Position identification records
[start]

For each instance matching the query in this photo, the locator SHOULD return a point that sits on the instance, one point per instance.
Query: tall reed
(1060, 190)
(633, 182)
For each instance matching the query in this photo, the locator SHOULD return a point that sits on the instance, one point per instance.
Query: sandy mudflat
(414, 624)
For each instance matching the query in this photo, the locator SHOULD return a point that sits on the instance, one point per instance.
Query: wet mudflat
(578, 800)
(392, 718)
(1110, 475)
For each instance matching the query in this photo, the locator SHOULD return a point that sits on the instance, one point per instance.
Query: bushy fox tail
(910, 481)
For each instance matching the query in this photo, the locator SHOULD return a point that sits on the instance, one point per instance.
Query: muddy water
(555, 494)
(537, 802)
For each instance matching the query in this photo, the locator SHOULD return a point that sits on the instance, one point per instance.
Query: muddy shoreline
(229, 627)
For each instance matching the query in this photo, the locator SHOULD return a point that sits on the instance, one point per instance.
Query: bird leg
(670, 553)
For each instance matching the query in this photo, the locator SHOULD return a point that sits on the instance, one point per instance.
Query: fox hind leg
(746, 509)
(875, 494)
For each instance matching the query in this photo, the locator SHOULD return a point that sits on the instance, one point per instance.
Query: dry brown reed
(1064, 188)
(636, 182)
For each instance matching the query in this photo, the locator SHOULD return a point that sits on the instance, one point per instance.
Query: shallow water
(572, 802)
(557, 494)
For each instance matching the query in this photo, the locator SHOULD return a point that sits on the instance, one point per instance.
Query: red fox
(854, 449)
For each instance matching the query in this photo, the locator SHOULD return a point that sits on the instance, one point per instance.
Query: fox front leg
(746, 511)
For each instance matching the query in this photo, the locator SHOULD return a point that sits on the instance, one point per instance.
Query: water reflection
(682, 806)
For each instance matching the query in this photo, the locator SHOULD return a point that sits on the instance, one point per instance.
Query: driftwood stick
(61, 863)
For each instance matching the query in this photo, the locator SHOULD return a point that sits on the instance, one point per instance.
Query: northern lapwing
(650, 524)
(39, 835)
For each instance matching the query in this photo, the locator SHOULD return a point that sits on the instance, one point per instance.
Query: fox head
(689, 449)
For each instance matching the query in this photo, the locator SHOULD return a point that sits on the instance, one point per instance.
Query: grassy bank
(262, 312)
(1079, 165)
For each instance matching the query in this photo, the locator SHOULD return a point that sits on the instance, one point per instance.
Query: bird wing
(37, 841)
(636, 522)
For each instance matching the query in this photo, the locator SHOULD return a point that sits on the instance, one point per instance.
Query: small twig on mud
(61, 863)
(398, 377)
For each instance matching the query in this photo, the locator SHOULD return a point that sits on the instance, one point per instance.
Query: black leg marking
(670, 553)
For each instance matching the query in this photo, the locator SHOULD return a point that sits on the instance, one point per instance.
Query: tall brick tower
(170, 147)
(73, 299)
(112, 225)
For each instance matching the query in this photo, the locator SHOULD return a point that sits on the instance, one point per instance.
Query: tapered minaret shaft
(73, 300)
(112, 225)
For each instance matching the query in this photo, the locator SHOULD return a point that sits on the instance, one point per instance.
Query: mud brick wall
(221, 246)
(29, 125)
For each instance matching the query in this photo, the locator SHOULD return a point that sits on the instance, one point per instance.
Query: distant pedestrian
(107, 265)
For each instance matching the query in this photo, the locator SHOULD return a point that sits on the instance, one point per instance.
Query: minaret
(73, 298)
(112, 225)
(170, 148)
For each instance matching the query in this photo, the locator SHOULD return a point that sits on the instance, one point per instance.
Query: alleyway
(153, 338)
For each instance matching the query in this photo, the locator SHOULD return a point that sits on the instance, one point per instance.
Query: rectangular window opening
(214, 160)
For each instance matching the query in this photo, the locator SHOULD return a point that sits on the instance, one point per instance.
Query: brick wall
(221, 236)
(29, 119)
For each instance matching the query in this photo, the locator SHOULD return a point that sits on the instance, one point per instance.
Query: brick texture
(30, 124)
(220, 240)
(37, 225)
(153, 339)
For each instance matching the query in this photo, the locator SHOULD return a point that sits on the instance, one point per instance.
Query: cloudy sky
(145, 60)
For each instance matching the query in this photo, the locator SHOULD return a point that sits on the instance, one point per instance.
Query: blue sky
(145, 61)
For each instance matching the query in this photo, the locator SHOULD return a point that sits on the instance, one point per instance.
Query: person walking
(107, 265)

[end]

Please quote every record above exactly as it appears.

RESULT OF THIS EXERCISE >>
For each instance matching the query in this photo, the locator SHOULD return a point that sits on the instance, one point per instance.
Query: tall reed
(1060, 190)
(633, 182)
For each instance matching the query in this photo, the locator SHOULD return a point that sits on the instance, one point per instance.
Query: sandy mudflat
(414, 624)
For each instance matching the query in this photo, the locator SHOULD return a point that sits on the instance, one point per instance.
Query: wet mudflat
(578, 800)
(392, 718)
(1110, 475)
For each instance matching the query in this photo, the locator SHOULD return a point that sits on the instance, one point per instance.
Query: bushy fox tail
(910, 481)
For each instance matching the query in this photo, the locator SHOULD return a point that sits on the instance, one point per instance.
Query: muddy water
(555, 494)
(537, 802)
For each instance matching the query in this photo, the locator SHOULD return a point that sits on the instance, one point per instance.
Query: muddy shoreline
(229, 627)
For each instance matching the query in this photo, the locator SHOULD return a point that sits on the instance, one point per instance.
Query: bird leg
(670, 553)
For each instance matching the query in this photo, the locator SHOULD return a point that sits on the instance, one point per instance.
Query: fox hind leg
(746, 509)
(875, 494)
For each instance matching the query in this photo, the locator SHOULD return a point that sits on the instance, one point per instance.
Query: dry brown reed
(1064, 188)
(636, 182)
For each instance matching the query in this photo, the locator SHOULD return a point that sits on the instance, one point per instance.
Query: shallow water
(572, 802)
(557, 494)
For each instance matching the query in this photo, the locator SHOULD return a point that sits on the instance, one point per instance.
Query: red fox
(854, 449)
For each instance matching the query in this photo, the locator SHOULD return a point that sits on the instance, one point per instance.
Query: fox front leg
(746, 511)
For each instance matching the query in this photo, the locator SHOULD return a point that sits on the instance, one point per instance.
Query: water reflection
(682, 806)
For each instance matching the query in this photo, the locator SHOULD return a point that sits on the instance, one point per instance.
Query: driftwood stick
(61, 863)
For each instance matching the query in this photo, the locator SHOULD return a point that sits on the instance, one point per instance.
Query: northern lapwing
(650, 524)
(39, 835)
For each instance matching the query in this photo, the locator SHOULD return a point that sits on the instance, one point per instance.
Query: fox head
(689, 449)
For each instance matching the query in this photo, the locator SHOULD return a point that sits on the instance, one point per instance.
Query: grassy bank
(262, 312)
(1079, 165)
For each instance matching the query in this photo, the locator SHOULD return a point that sits on the instance, one point per instance.
Query: bird wing
(37, 841)
(636, 522)
For each instance matching the query in this photo, the locator SHOULD return a point that sits on the instance, one point per instance.
Query: small twig on mud
(61, 863)
(398, 377)
For each instance matching the query in this photo, the locator SHOULD return a point that sits on the instance, one point per instance.
Query: black leg marking
(670, 553)
For each instance matching the query in this photo, the locator SHOULD return a point that sits on the instance, one point per instance.
Query: tall brick tower
(170, 147)
(73, 299)
(112, 225)
For each instance matching the query in this photo, the locator SHOULD return a point that sits on the instance, one point per instance.
Query: tapered minaret shaft
(73, 300)
(112, 225)
For each instance matching the query in this photo, the locator SHOULD return a point that sits on the instance, one point per instance.
Query: mud brick wall
(221, 246)
(29, 125)
For each instance matching the query in this photo, the locator SHOULD return a point that sits on the instance, one point per instance.
Query: distant pedestrian
(107, 265)
For each instance matching the query in this photo, the locator SHOULD return a point that sits on the instance, one point per instance.
Query: minaret
(73, 298)
(112, 225)
(170, 148)
For each instance matching the query in this photo, the locator SHOULD return a point that sits on the instance, one point per instance.
Query: alleyway
(153, 338)
For each instance matching the query in this photo, the locator SHOULD return a point that sits on the instance, one point per instance.
Query: rectangular window opening
(214, 160)
For each instance matching the query in this photo, the locator SHOULD return a point that sits on the instance, one point per instance.
Query: brick wall
(221, 236)
(29, 119)
For each instance matching the query in this photo, the locator SHOULD return a point that sits on the instance, one point per instance.
Query: brick texture
(30, 124)
(220, 240)
(37, 225)
(153, 339)
For each instance matching the query in this photo, the locator SHOULD return a point that sits on the instance, one point per instance.
Query: cloudy sky
(145, 60)
For each instance matching the query in this photo, the locator SHOULD return a point that sits on the instance, one point per instance.
Query: blue sky
(145, 61)
For each instance matching the query in this photo, the locator SHOULD return a point that sits on the instance, one point per instance.
Query: person walking
(107, 265)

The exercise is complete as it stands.